BEGIN
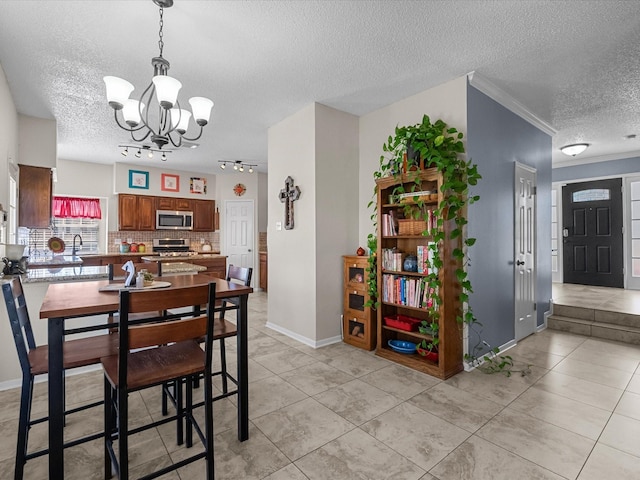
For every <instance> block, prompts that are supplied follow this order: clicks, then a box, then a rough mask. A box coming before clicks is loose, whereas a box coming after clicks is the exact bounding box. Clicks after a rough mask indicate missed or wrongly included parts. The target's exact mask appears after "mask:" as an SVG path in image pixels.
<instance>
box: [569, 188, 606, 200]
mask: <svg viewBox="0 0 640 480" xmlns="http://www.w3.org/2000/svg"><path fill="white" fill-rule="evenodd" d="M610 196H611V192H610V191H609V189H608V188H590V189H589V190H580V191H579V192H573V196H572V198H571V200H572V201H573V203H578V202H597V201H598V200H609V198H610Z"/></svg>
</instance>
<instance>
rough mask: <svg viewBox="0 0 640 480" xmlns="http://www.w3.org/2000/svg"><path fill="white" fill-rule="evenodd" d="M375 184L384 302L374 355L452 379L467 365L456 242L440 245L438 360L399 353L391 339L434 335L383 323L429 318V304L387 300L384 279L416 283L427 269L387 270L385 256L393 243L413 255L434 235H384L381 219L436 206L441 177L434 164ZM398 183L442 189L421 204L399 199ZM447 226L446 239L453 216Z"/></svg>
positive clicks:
END
### TASK STATEMENT
Everything from the line with "rough mask: <svg" through the last line of the entries is to be written out again, unchanged; nothing else belongs in the answer.

### EXERCISE RESPONSE
rough mask: <svg viewBox="0 0 640 480" xmlns="http://www.w3.org/2000/svg"><path fill="white" fill-rule="evenodd" d="M375 184L384 302L374 355L452 379L467 365L456 242L440 245L438 360L399 353L391 339L434 335L383 323L429 318V304L387 300L384 279L416 283L427 269L387 270L385 256L393 243L413 255L434 235H384L381 219L436 206L441 177L434 164ZM398 183L442 189L421 204L399 199ZM447 226L446 239L453 216Z"/></svg>
positive clicks:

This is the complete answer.